[[ EXTRACT PROVIDED open ]]

The advanced social model has never existed in Spain, where both left and right have played by capitalism's rules

The social-democratic model of the welfare state has never existed in Spain; nor, in decline everywhere, can it come to exist in the future. These propositions call for some explanation.

After World War II the welfare state as we know it began to take shape in countries such as Sweden and Britain. In a long period (1950-75) of growth with full employment, new social policies reflected the growing power of the working class. With time this might have transformed capitalism: the social-democratic ideology preached the welfare state as a road to socialism within democracy. But the owners of capital naturally resisted, particularly as full employment would necessarily involve social control of investment.

In the 1970s full employment disappeared and became from that time onward the mechanical hare that the greyhounds never reach. A new epoch began, that of post-Keynesian neoliberalism, which is still with us. If the financial system threatens to collapse, you resort to public money, but only to return as soon as possible to the only formula reputed viable: the freedom of the markets. Once out of the hole of adjustment, which means reducing the welfare state to minimums, growth will depend on expelling the state from the economic and social spheres where it does not belong.

[[ EXTRACT PROVIDED closed ]]
[[ RAW DATA open ]]

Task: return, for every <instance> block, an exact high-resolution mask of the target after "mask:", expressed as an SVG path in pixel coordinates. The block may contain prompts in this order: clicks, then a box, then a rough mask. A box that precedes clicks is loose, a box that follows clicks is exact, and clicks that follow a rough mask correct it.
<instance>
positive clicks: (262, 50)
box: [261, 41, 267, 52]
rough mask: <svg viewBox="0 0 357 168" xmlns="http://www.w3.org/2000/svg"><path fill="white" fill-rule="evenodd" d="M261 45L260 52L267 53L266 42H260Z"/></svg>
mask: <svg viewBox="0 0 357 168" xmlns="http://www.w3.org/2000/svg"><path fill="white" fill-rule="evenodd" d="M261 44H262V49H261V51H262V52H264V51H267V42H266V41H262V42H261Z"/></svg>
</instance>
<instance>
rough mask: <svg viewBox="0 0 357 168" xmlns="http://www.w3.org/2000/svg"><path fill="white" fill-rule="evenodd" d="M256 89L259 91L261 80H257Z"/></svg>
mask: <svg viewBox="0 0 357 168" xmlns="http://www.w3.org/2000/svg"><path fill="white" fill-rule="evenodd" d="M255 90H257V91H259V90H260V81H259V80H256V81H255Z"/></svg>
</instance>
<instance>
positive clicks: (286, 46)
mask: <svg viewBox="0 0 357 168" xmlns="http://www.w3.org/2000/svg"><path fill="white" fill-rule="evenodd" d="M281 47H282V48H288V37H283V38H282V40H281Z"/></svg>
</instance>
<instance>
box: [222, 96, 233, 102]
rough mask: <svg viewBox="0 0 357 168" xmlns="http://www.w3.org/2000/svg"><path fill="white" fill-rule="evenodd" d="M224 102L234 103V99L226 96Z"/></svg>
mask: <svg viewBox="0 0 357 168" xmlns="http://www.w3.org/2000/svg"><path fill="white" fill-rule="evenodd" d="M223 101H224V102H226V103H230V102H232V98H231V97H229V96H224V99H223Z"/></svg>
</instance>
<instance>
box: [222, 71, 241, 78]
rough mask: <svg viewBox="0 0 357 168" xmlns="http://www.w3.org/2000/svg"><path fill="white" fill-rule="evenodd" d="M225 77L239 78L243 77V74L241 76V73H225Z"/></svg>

[[ RAW DATA closed ]]

**EXERCISE DESCRIPTION:**
Copy out the passage on the welfare state in Spain from "The social-democratic model" up to and including "for some explanation.". The listing has nothing to do with the passage on the welfare state in Spain.

**TASK RESPONSE:**
The social-democratic model of the welfare state has never existed in Spain; nor, in decline everywhere, can it come to exist in the future. These propositions call for some explanation.